## Stated task 1
According to the ZFS passage, why can ZFS create snapshots in seconds? Answer in one to three sentences.
## Stated task 2
From the ZFS passage, output the part that opens with the words containing "This topic describes" and closes with "at fixed intervals.".

## Supplied passage
┄┄┄┄┄┄┄┄┄┄

This topic describes the flashback technology of Zettabyte File System (ZFS) that
is supported by ApsaraDB RDS for PostgreSQL. After you specify your ECS instance as
a backup of your RDS instance, ZFS allows your ECS instance to synchronize data from
your RDS instance and invoke the cron tool to quickly create snapshots at fixed intervals.
If your RDS instance becomes faulty, you can use the snapshots on the ECS instance
to restore your RDS instance in seconds.
Background information
ZFS is a dynamic file management system that offers features and benefits not found
in other file systems available today. ZFS uses the concept of storage pools to manage
physical storage devices. This allows ZFS to aggregate physical storage devices into
a storage pool. The storage pool describes the characteristics of physical storage
devices. These characteristics include device layout and data redundancy. The storage
pool also acts as an arbitrary data store from which file systems can be created.
File systems are no longer constrained to individual physical devices. In addition,
file systems provided with individual physical devices can be shared in the storage
pool.
ZFS uses the copy on write technique to manage data. When you write new data, the
block that contains the original data is retained. This allows ZFS to store all of
the data that is required to create snapshots. You can use the data to create snapshots
in seconds. In addition, ZFS allows modifications to a file to be shared among file
systems and their snapshots. This allows you to optimize the storage usage of ZFS
snapshots.

┄┄┄┄┄┄┄┄┄┄

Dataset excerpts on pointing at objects
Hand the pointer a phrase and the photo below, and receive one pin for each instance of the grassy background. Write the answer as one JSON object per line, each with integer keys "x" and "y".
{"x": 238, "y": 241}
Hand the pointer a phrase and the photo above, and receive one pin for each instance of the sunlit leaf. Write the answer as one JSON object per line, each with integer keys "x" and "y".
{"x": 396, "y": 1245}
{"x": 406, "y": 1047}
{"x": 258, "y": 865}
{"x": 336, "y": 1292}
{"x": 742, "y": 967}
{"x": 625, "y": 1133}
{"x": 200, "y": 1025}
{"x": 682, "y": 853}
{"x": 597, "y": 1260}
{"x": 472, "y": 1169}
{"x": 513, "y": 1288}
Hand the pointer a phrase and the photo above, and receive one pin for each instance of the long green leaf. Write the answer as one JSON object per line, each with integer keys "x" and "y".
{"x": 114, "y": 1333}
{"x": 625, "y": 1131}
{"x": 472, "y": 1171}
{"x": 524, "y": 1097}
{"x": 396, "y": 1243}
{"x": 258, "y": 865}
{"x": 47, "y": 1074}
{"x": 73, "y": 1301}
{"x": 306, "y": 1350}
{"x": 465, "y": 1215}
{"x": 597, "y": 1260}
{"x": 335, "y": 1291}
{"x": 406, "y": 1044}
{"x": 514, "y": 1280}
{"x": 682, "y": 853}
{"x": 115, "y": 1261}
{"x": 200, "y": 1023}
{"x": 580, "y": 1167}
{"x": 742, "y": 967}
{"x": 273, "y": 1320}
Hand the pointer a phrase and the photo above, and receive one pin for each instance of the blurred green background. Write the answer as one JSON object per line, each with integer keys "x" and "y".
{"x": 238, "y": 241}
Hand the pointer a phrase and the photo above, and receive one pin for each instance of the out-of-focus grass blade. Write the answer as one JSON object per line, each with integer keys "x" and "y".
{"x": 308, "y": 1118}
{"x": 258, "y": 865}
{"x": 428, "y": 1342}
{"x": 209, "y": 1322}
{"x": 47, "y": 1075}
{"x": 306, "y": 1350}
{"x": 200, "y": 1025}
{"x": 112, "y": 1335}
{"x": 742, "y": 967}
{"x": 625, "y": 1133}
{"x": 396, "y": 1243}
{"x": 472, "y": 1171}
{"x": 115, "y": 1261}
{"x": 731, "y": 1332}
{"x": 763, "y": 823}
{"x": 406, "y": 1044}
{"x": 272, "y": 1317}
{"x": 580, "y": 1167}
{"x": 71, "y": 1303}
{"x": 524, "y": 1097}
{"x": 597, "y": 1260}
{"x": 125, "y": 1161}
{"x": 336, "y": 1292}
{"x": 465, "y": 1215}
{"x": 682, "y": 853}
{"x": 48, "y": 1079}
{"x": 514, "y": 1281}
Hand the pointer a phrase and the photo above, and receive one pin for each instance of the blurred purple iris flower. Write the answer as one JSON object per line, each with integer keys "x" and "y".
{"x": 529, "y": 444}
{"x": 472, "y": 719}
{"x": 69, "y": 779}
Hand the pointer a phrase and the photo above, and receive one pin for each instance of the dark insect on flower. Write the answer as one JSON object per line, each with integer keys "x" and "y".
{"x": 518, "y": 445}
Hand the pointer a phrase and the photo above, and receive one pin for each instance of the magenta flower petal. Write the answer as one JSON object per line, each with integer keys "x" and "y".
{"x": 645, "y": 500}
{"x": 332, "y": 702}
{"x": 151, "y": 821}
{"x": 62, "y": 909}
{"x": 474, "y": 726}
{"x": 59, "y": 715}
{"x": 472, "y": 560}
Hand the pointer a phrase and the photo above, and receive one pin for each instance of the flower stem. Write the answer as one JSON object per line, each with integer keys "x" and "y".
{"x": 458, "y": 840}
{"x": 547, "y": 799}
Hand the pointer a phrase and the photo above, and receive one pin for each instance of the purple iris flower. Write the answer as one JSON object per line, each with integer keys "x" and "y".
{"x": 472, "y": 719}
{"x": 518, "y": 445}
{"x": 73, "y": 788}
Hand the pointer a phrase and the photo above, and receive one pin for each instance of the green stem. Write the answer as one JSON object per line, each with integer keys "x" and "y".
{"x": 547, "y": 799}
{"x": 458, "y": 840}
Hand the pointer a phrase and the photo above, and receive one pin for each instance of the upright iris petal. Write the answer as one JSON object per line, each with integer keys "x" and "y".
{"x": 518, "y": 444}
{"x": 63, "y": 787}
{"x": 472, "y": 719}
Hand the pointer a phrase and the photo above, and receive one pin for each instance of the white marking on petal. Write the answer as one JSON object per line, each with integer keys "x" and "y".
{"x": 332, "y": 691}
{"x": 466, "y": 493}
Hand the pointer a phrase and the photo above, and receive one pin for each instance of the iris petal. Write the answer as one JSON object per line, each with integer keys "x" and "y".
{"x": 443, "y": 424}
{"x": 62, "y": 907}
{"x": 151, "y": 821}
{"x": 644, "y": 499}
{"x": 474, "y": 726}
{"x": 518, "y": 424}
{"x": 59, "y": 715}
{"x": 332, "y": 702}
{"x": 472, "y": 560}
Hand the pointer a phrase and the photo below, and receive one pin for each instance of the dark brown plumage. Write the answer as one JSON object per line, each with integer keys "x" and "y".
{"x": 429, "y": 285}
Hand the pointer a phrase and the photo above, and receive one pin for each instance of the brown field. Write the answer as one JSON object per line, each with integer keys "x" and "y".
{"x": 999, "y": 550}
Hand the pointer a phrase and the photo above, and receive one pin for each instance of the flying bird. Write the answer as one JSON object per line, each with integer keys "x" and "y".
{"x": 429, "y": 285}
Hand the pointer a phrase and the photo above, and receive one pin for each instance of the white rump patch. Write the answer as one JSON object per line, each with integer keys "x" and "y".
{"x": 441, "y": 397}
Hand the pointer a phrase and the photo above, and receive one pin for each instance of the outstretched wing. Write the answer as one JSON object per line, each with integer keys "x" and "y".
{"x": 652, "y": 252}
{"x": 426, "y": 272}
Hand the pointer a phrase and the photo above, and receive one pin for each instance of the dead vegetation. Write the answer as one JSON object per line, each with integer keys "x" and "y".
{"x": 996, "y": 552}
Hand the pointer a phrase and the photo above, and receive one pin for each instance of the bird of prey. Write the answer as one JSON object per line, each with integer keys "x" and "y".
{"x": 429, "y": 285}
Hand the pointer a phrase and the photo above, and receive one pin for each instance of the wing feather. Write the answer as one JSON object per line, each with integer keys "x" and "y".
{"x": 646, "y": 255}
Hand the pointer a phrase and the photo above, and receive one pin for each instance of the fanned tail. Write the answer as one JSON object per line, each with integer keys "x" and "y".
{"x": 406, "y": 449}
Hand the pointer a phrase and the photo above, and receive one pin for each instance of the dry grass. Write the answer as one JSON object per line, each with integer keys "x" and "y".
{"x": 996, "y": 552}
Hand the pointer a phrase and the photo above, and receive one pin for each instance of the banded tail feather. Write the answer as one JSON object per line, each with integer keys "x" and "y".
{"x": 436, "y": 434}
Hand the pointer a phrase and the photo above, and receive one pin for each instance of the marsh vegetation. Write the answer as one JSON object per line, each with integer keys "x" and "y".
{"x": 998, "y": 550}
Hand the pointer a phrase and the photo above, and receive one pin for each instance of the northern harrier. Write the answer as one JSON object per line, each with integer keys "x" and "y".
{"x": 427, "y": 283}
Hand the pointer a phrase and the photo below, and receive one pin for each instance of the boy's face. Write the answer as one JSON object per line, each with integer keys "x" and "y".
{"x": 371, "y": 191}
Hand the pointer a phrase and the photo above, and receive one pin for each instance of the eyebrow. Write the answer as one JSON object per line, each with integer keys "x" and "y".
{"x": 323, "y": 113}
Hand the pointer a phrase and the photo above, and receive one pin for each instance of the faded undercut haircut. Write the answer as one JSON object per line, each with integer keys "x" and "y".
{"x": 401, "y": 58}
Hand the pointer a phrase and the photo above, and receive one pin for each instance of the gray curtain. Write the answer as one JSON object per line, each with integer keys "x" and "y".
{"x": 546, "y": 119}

┄┄┄┄┄┄┄┄┄┄

## Worked answer 1
ZFS uses the copy on write technique, so when new data is written, the block that holds the original data is retained. This means ZFS already stores all of the data required to create snapshots, which allows them to be created in seconds.

## Worked answer 2
This topic describes the flashback technology of Zettabyte File System (ZFS) that
is supported by ApsaraDB RDS for PostgreSQL. After you specify your ECS instance as
a backup of your RDS instance, ZFS allows your ECS instance to synchronize data from
your RDS instance and invoke the cron tool to quickly create snapshots at fixed intervals.